> [Written exercise a]: Identify every line of the records that contains the string "xmax", and copy each of those lines.

> [Page]:
******

When we come to consider the «Epistle»'s literary qualities, we are struck by the strength of the support for its authenticity, not only immediately after its discovery but in later years also. Aubrey Bell, who allied solid scholarship with critical sensitivity, had no doubts: «This letter has every sign of authenticity. It would have required real genius to imitate both the halting character of the meter and the sincerity of the phrase» (53 n. 27). The judgment of the biographer Byron is strikingly similar: «If the poem is a fake, it is an astonishingly good one, stylistically and psychologically. The forger, if there was one, was a master mimic, able to capture Cervantes' tone, his rhetoric, even his awkwardnesses» (216). On this   —205→   latter point there is the supporting view of Cotarelo y Mori: «no puede negarse que, como obra de arte, tiene algunos de aquellos defectos comunes a las demás poesías de Cervantes [italics added]. Hay en ella expresiones poco poéticas, consonantes vulgares, frases obscuras y transposiciones nada graciosas» (7-8).

Those believing the poem to be forged, in contrast, produce little evidence to support their case. Buchanan, who argues that «some of it [the «Epistle»] was garbled from other works of Cervantes» (27 n. 10), refers the reader to the Schevill and Bonilla edition of La Galatea, where similarities between novel and poem of one line, two words, and one word are noted (2: 285-86). Rodríguez-Moñino, who identified the once-famous letter to Sandoval y Rojas as a forgery, stated that the «Epistle» is «sospechosísima». However, his only evidence is that «no he visto el manuscrito ni sé de ninguna persona solvente que lo haya tenido en sus manos», and he died before completing his planned essay on attributions for the Suma cervantina142. Eisenberg on one occasion attacks Adolfo de Castro's ability as a forger of Cervantine works (Semanas 24), and two years later cites Rodríguez-Moñino and concludes, without noting the discrepancy, that Castro was the author of the «Epistle» («Repaso» 93-94). For Canavaggio the «Epistle» is «probably» only «un apocryphe fait de pièces et de morceaux» (101), a statement totally unsupported by evidence. We have in the past («Epístola» 382-83) rebutted Casalduero's argument that the presence in the poem of a twelve-syllabled line provides sufficient grounds for questioning its authenticity. As for Marasso, he devotes two pages to a «sucinto análisis» (!) of the three words «senda y camino» (line 85), to demonstrate that, for philosophical and stylistic reasons, Cervantes would not have used them, «a pesar del uso continuo de este procedimiento aun en el mismo Cervantes» (317); he then lists a number of typically Cervantine imitations of Garcilaso in the «Epistle», to arrive at the devastating conclusion that «difícil es que Cervantes... se dé tanto trabajo en utilizar sus anteriores expresiones»   —206→   (321). Comment seems unnecessary143.

******

> [Data section]:
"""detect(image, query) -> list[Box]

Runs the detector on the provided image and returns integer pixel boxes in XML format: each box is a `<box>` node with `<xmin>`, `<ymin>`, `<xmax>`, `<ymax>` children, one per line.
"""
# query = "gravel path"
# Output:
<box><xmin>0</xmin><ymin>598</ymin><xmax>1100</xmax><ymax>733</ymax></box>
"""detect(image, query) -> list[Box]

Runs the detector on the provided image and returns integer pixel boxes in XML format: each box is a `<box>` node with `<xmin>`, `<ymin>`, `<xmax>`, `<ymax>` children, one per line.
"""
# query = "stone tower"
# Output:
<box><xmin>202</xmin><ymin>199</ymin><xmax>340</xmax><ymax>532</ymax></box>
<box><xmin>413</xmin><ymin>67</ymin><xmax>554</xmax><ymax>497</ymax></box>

******

> [Written exercise b]: In the passage on the disputed Cervantes «Epistle», which three words from line 85 of the poem does Marasso spend two pages analyzing?

> [Task answer a]:
Runs the detector on the provided image and returns integer pixel boxes in XML format: each box is a `<box>` node with `<xmin>`, `<ymin>`, `<xmax>`, `<ymax>` children, one per line.
<box><xmin>0</xmin><ymin>598</ymin><xmax>1100</xmax><ymax>733</ymax></box>
Runs the detector on the provided image and returns integer pixel boxes in XML format: each box is a `<box>` node with `<xmin>`, `<ymin>`, `<xmax>`, `<ymax>` children, one per line.
<box><xmin>202</xmin><ymin>199</ymin><xmax>340</xmax><ymax>532</ymax></box>
<box><xmin>413</xmin><ymin>67</ymin><xmax>554</xmax><ymax>497</ymax></box>

> [Task answer b]: «senda y camino»